━━━━━ PASSAGE FOR REVIEW ━━━━━

Peel and mince garlic and ginger (a spoon works well for peeling the latter). Peel and slice onion into wide strips. Trim and wash eggplant and okra. Slice eggplant into any shape, keeping the volume under 10 cubic centimeters. Slice okra laterally, at an angle, into sticky flowers.
Add some of the oil and the dried chilies to a large, high-walled, heavy-bottomed pan. Heat until the oil runs like water, and add the garlic, ginger, onion, and anise. If using meat, add it shortly after, and cook until grey. Add the eggplant and okra, and almost all the rest of the oil. Stir-fry over high heat, minding that the bottom doesn’t burn. Mix together the honey, soy sauce, bean paste, water and the rest of the oil in a cup. When the eggplant is getting soft, pour the mixture onto the vegetables and allow to boil for a couple minutes. Remove from heat, and garnish with peanuts and plenty of chopped chives. Serve with plain white rice and Sino-Afro slaw (recipe to follow). You can eat the chilies if you're brave or lazy.

━━━━━

**WORK TASK**
Write out the part of the eggplant and okra recipe above word for word, starting at "Peel and mince" and ending at "into sticky flowers.".

━━━━━ DATA PROVIDED ━━━━━

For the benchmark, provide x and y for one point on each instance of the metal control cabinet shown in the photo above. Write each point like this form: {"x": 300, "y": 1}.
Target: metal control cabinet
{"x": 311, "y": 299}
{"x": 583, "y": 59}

━━━━━

**EXERCISE RESPONSE**
Peel and mince garlic and ginger (a spoon works well for peeling the latter). Peel and slice onion into wide strips. Trim and wash eggplant and okra. Slice eggplant into any shape, keeping the volume under 10 cubic centimeters. Slice okra laterally, at an angle, into sticky flowers.